Task objective | Rewrite the listing below with "integer pixel values" swapped out for "whole-number pixel coordinates" at every occurrence, keeping all other text the same.

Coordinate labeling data

## begin

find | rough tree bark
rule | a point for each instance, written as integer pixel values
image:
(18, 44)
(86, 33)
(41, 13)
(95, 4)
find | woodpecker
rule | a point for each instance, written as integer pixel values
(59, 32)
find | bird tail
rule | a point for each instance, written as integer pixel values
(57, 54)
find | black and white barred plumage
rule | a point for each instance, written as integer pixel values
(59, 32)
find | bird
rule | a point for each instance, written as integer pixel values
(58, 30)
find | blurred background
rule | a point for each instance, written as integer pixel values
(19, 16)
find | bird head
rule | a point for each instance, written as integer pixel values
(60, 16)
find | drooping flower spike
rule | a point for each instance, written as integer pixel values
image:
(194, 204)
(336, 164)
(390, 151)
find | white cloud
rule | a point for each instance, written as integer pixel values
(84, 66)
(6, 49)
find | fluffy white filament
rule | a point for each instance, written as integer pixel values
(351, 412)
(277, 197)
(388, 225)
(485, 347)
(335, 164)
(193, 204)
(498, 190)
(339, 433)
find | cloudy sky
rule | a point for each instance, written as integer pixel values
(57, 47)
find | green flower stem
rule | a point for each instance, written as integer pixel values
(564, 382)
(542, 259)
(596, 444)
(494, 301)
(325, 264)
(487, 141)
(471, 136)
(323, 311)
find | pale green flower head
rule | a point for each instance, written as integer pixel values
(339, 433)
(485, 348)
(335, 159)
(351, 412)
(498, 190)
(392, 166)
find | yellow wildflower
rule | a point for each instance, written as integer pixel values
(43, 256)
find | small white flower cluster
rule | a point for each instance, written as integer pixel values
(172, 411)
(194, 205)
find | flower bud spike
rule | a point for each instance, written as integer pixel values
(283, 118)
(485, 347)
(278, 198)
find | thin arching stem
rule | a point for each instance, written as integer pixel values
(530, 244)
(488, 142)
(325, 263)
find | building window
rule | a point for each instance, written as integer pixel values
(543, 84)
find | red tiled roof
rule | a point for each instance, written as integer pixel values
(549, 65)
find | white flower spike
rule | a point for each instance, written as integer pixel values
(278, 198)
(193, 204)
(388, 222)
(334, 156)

## end

Problem solution |
find | rough tree bark
rule | a point for each instance, written as whole-number pixel coordinates
image:
(18, 44)
(86, 33)
(41, 13)
(95, 4)
find | woodpecker
rule | a point for each instance, written as whole-number pixel coordinates
(59, 32)
find | bird tail
rule | a point for each instance, written as whole-number pixel coordinates
(57, 54)
find | black and white barred plumage
rule | a point for each instance, written as whole-number pixel coordinates
(59, 32)
find | bird
rule | a point for each instance, written as whole-number pixel coordinates
(58, 30)
find | blurred background
rule | a point for each instance, written as whole-number pixel coordinates
(19, 16)
find | bird head
rule | a point for each instance, written as whole-number pixel coordinates
(60, 16)
find | drooping flower spike
rule | a point for each instance, written as whole-number pixel coordinates
image:
(194, 204)
(336, 164)
(390, 151)
find | white cloud
rule | a point for each instance, written as whole-number pixel coordinates
(84, 66)
(6, 49)
find | fluffy white filament
rule | a point for each instance, written as whole-number pixel coordinates
(351, 412)
(277, 197)
(388, 225)
(485, 347)
(335, 164)
(193, 204)
(498, 190)
(339, 433)
find | cloudy sky
rule | a point for each instance, written as whole-number pixel coordinates
(57, 47)
find | green flower stem
rule | a point for each instance, written as whole-number pixel coordinates
(564, 382)
(542, 259)
(596, 444)
(494, 301)
(325, 264)
(487, 141)
(471, 136)
(323, 311)
find | pale green flower head
rule | a point for each instance, written as whole-number pixel coordinates
(339, 433)
(485, 348)
(335, 159)
(351, 412)
(498, 190)
(392, 166)
find | yellow wildflower
rule | a point for each instance, written as whole-number pixel coordinates
(43, 256)
find | small white flower cluster
rule | a point for each instance, written as whole-number pixel coordinates
(172, 411)
(194, 205)
find | flower bud spike
rule | a point for each instance, written as whole-number pixel coordinates
(283, 118)
(485, 347)
(278, 198)
find | thin arching stem
rule | a point for each instance, written as whole-number pixel coordinates
(530, 244)
(488, 142)
(325, 263)
find | building window
rule | a point for each instance, written as whole-number pixel coordinates
(543, 84)
find | red tiled roof
rule | a point for each instance, written as whole-number pixel coordinates
(549, 65)
find | white flower spike
rule | a point for each instance, written as whole-number pixel coordinates
(278, 198)
(193, 204)
(388, 222)
(334, 156)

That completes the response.